## What is asked
Write the records below out in full, character for character, with no pictures.

====================

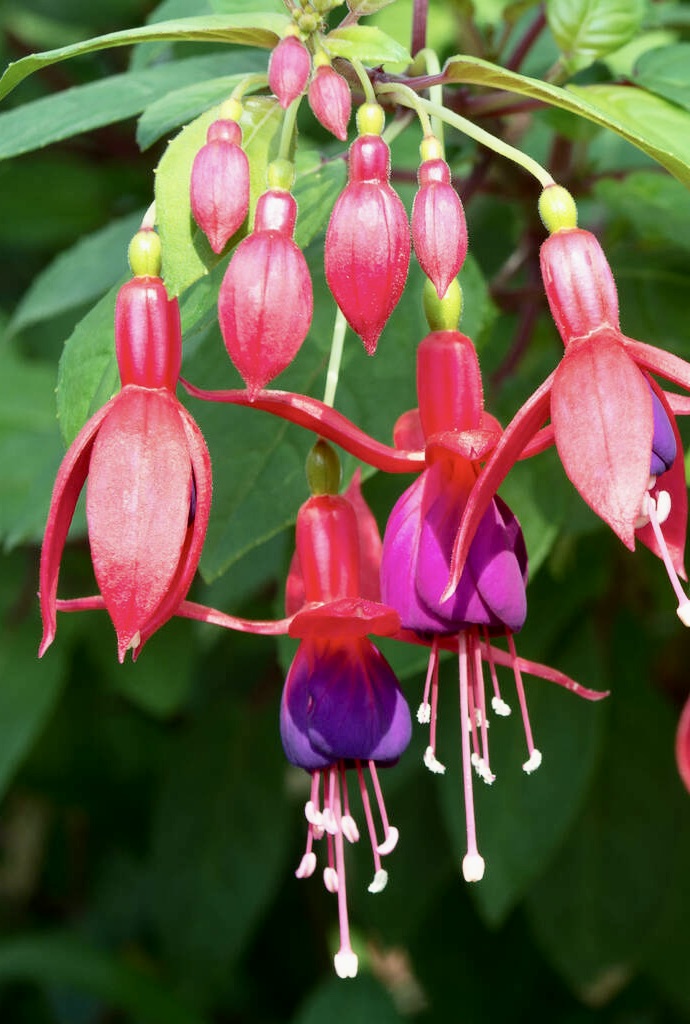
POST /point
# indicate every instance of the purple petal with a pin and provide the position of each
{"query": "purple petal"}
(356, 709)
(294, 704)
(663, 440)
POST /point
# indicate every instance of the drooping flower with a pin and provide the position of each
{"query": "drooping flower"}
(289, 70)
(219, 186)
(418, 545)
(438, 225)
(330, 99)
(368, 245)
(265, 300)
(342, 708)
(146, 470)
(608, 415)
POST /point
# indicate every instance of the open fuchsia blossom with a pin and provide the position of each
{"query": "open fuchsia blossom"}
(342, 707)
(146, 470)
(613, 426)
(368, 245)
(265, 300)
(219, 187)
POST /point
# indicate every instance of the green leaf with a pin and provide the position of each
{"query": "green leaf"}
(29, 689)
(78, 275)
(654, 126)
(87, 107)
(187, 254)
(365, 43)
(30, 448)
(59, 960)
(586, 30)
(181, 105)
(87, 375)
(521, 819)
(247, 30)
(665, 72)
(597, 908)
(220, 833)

====================

## Response for this exercise
POST /point
# indicate every instance of the purple petal with a pin and provide the position of each
{"query": "purple petal"}
(356, 709)
(294, 704)
(663, 440)
POST /point
# indicate every instance of the drooping flower with a pin and provide the position of each
{"query": "drooping flower"}
(289, 70)
(219, 186)
(418, 545)
(438, 225)
(330, 99)
(368, 245)
(265, 300)
(342, 708)
(146, 470)
(608, 415)
POST /point
# indicate every instance of the open fuchsia blossom with a pin and provide the position of each
{"query": "open fuchsia blossom"}
(342, 707)
(146, 470)
(613, 426)
(368, 245)
(265, 300)
(219, 187)
POST /point
# indicate every instance of the green leaf with a pin and provide the position of each
{"query": "green leaf"}
(29, 689)
(78, 275)
(654, 126)
(87, 107)
(187, 254)
(365, 43)
(30, 448)
(59, 960)
(586, 30)
(181, 105)
(87, 375)
(521, 819)
(247, 30)
(665, 72)
(597, 908)
(220, 833)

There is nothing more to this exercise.